━━━ Données fournies

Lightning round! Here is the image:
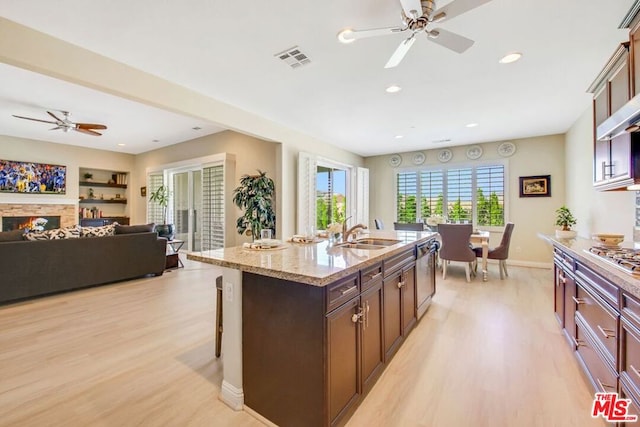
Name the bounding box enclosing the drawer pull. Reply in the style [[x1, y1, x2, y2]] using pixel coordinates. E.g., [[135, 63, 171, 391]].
[[340, 285, 358, 295], [598, 325, 616, 339], [629, 364, 640, 378], [596, 378, 616, 390], [571, 337, 584, 348]]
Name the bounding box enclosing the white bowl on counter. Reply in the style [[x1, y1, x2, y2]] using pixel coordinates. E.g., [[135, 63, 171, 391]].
[[591, 233, 624, 247]]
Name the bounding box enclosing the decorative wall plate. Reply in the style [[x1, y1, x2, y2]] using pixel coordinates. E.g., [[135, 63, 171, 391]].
[[389, 154, 402, 168], [413, 152, 426, 165], [438, 148, 453, 163], [498, 142, 516, 157], [467, 145, 482, 160]]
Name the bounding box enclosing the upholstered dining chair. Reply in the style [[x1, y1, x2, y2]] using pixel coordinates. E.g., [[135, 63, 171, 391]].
[[393, 222, 424, 231], [473, 222, 514, 280], [438, 224, 477, 282]]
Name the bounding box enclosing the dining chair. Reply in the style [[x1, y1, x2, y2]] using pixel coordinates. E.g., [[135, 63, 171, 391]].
[[393, 222, 424, 231], [438, 224, 477, 282], [473, 222, 514, 280]]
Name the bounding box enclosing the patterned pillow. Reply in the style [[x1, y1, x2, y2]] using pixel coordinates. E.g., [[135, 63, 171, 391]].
[[81, 222, 119, 237]]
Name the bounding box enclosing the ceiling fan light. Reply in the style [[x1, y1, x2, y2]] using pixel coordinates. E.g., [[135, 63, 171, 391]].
[[338, 28, 356, 44], [498, 52, 522, 64]]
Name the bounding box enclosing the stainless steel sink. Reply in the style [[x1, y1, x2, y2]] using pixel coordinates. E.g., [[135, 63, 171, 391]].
[[355, 237, 400, 246], [337, 242, 385, 251]]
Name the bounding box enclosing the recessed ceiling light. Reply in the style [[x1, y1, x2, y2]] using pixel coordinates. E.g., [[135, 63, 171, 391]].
[[338, 28, 356, 44], [498, 52, 522, 64]]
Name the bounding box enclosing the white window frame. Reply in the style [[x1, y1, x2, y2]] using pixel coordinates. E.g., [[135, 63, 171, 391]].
[[393, 159, 510, 232]]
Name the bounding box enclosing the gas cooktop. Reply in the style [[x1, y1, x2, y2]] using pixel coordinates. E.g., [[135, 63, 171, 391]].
[[589, 246, 640, 275]]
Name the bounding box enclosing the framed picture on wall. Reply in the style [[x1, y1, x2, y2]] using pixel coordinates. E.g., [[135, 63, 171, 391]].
[[520, 175, 551, 197]]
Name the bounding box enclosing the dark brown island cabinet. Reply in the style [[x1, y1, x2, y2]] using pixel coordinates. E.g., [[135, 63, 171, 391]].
[[242, 245, 435, 427], [554, 245, 640, 426]]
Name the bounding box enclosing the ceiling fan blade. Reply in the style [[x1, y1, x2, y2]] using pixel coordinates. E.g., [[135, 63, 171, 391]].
[[12, 114, 58, 125], [400, 0, 422, 18], [73, 128, 102, 136], [76, 123, 107, 129], [338, 27, 407, 43], [433, 0, 491, 22], [47, 111, 62, 122], [384, 34, 416, 68], [427, 28, 475, 53]]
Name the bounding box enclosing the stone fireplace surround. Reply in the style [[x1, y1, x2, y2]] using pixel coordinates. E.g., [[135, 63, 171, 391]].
[[0, 203, 78, 231]]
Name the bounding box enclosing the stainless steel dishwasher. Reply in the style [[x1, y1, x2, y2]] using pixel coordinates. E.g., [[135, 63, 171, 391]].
[[416, 239, 440, 319]]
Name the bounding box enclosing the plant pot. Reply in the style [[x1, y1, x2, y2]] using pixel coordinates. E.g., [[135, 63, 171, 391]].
[[556, 230, 578, 239], [156, 224, 175, 240]]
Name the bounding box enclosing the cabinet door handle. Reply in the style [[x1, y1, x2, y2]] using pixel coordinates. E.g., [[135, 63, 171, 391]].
[[340, 285, 358, 295], [571, 337, 584, 348], [629, 364, 640, 378], [571, 295, 584, 305], [597, 325, 616, 339], [596, 378, 616, 390]]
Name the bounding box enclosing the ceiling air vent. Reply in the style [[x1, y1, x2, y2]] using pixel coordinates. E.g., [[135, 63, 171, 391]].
[[273, 46, 311, 69]]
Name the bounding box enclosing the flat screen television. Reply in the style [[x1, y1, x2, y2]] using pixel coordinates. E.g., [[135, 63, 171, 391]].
[[0, 160, 67, 194]]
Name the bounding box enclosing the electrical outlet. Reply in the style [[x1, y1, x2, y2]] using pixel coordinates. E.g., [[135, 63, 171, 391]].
[[224, 282, 233, 302]]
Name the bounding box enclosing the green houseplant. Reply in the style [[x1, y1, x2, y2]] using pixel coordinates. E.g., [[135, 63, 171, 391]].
[[149, 185, 174, 240], [233, 170, 276, 240], [556, 206, 578, 239]]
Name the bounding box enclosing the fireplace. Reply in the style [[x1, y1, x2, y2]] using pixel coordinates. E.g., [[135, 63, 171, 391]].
[[2, 215, 60, 231]]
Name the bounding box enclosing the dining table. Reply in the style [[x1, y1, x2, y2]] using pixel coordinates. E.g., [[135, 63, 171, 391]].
[[469, 230, 490, 282]]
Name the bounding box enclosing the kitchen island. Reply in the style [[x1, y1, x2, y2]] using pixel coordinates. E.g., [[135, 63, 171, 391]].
[[187, 231, 437, 426]]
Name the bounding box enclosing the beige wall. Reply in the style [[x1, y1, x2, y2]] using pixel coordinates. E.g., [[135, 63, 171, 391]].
[[566, 108, 635, 241], [132, 131, 281, 245], [0, 18, 363, 236], [0, 135, 134, 216], [365, 135, 565, 265]]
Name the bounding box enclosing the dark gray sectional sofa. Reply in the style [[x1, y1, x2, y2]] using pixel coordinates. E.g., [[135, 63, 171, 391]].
[[0, 226, 167, 304]]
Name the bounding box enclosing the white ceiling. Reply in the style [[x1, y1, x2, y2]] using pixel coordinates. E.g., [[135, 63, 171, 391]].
[[0, 0, 634, 156]]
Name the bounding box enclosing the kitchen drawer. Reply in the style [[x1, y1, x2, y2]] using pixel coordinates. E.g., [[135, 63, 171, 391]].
[[576, 317, 618, 393], [575, 282, 618, 369], [576, 262, 619, 309], [621, 292, 640, 329], [553, 247, 575, 271], [620, 319, 640, 396], [360, 262, 382, 292], [382, 248, 416, 277], [326, 273, 360, 313]]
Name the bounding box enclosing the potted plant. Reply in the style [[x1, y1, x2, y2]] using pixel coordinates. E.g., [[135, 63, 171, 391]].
[[556, 206, 577, 239], [233, 170, 276, 240], [149, 185, 174, 240]]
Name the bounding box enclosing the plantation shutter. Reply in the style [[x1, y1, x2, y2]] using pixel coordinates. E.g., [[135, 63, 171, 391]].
[[202, 165, 225, 251], [476, 165, 504, 226], [396, 172, 418, 222]]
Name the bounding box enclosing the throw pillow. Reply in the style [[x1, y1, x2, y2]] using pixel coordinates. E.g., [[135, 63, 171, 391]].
[[81, 222, 119, 237], [0, 230, 24, 242], [116, 223, 156, 234]]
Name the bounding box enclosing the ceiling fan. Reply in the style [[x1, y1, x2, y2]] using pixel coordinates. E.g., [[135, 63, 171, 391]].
[[338, 0, 491, 68], [13, 111, 107, 136]]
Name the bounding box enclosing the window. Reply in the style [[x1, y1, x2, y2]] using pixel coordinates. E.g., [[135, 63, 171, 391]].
[[396, 163, 505, 227]]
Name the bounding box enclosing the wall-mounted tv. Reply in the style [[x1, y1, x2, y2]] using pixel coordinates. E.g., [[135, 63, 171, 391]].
[[0, 160, 67, 194]]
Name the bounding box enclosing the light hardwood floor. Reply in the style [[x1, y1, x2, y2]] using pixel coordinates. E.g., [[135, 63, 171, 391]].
[[0, 261, 603, 427]]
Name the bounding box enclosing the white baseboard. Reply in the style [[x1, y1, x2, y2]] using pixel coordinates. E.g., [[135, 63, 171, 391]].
[[220, 380, 244, 411]]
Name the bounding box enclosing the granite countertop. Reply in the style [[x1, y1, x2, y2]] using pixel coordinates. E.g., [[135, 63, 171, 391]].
[[187, 231, 437, 286], [540, 235, 640, 298]]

━━━━━━

> _Consigne de l'exercice_: Recopiez telles quelles les lignes ci-dessus, de celle qui contient « Name the bounding box enclosing the ceiling fan. » jusqu'à celle qui contient « [[396, 163, 505, 227]] », ces deux lignes comprises.

> _Résultat_:
Name the bounding box enclosing the ceiling fan. Reply in the style [[x1, y1, x2, y2]] using pixel coordinates. E.g., [[135, 63, 171, 391]].
[[338, 0, 491, 68], [13, 111, 107, 136]]
Name the bounding box enclosing the window. Reply in the style [[x1, y1, x2, y2]] using pixel coordinates. E.g., [[135, 63, 171, 391]].
[[396, 163, 505, 227]]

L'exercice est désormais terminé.